Please pull out every line of the records below that contains the word "collage", and copy each one in full.

Records shown →
::::::::
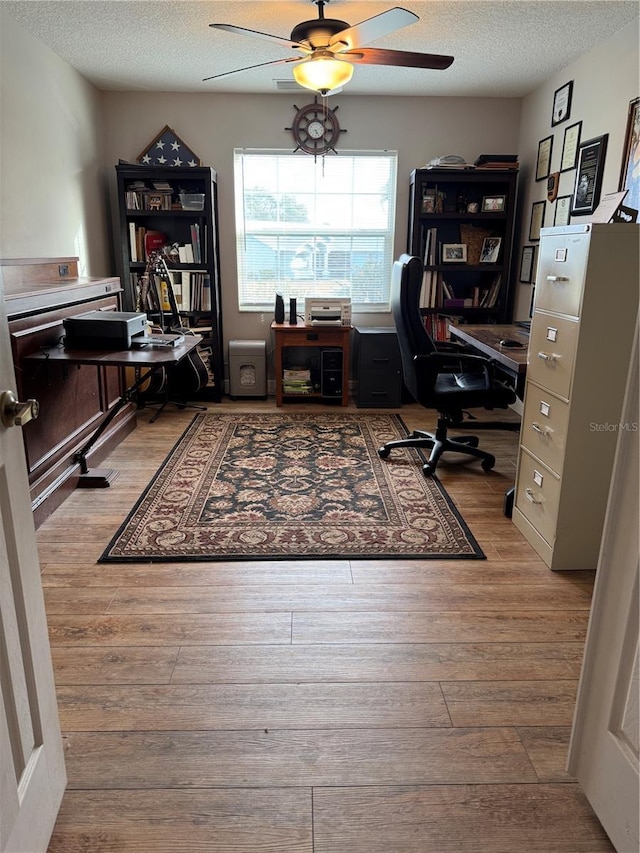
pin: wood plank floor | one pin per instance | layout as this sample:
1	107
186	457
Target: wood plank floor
316	706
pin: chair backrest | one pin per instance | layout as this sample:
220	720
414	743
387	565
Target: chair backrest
413	339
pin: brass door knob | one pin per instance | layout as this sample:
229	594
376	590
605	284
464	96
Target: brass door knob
15	413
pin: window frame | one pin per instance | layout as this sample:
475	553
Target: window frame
386	235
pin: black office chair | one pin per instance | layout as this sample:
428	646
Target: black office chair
440	376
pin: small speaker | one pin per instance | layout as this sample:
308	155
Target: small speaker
279	311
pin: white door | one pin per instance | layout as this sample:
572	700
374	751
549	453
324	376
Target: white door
32	773
605	739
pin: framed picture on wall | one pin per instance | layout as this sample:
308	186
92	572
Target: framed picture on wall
543	164
537	220
630	172
562	104
570	147
586	192
563	210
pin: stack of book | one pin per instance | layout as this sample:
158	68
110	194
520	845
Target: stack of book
296	381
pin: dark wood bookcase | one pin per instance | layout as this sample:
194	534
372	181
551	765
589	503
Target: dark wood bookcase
453	208
179	203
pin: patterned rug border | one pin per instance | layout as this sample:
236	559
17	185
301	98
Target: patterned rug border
477	554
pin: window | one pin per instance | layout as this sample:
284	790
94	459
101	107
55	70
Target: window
315	227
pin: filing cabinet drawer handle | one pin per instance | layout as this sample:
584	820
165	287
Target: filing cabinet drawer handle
542	430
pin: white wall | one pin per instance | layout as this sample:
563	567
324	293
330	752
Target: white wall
213	125
52	196
61	138
605	80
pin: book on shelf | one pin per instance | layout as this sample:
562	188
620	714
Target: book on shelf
430	246
133	243
195	243
185	290
153	242
493	292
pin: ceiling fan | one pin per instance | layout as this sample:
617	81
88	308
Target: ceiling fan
327	47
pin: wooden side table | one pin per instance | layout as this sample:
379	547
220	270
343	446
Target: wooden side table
320	337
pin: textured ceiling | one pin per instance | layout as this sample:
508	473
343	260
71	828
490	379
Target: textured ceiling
501	48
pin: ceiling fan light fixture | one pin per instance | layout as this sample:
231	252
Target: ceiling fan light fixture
323	72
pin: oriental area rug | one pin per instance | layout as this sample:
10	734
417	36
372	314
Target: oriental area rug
291	486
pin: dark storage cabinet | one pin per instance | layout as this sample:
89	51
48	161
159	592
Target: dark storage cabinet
73	399
378	368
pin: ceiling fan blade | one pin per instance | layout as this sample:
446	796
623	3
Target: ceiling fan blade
374	28
380	56
249	67
243	31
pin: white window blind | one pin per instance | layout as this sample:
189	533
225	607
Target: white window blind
313	228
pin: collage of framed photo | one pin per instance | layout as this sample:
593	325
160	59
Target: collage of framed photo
543	164
537	220
630	171
586	191
570	147
562	212
562	104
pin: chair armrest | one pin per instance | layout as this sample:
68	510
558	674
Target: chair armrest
440	362
450	346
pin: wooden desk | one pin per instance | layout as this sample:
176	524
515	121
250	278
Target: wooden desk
486	340
320	337
151	358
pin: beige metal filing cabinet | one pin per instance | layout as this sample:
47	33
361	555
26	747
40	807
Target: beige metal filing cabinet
582	330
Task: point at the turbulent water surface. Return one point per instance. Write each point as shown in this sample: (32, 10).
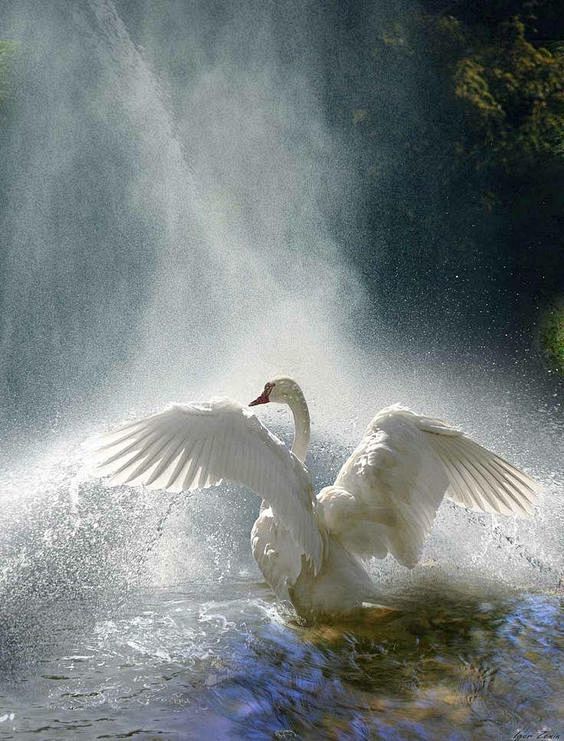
::::::::
Exercise response →
pin: collage of framed photo | one pin per instance | layout as this sample:
Target: collage of framed photo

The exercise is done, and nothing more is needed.